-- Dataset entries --

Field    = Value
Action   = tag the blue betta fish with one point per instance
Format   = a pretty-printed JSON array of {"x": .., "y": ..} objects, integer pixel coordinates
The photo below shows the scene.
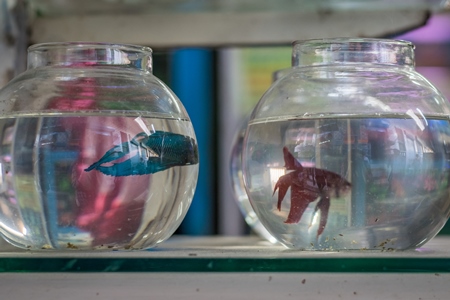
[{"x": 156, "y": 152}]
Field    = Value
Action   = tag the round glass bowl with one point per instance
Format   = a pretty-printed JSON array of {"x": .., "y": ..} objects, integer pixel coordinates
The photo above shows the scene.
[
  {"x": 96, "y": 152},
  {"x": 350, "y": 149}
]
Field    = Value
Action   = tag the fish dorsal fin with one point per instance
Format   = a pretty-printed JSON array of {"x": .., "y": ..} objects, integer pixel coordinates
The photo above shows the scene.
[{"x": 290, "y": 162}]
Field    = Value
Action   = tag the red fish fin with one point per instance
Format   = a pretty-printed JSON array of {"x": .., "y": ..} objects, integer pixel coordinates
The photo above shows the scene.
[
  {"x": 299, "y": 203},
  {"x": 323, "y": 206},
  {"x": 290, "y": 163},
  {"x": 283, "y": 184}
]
...
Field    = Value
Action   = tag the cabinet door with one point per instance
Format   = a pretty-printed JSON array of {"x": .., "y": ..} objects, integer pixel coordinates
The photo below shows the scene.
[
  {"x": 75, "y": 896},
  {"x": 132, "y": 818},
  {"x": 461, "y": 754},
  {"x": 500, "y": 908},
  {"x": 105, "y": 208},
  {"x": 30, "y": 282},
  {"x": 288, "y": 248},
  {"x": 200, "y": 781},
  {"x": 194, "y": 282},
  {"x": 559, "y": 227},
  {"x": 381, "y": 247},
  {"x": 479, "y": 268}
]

-- Task --
Search the data for "fish". Copy every matching line.

-- Answer to this problem --
Action   = tag the blue betta fish with one point per instance
Action   = tag the fish dorsal fin with one point per instance
Action   = tag the red fish fin with one point per instance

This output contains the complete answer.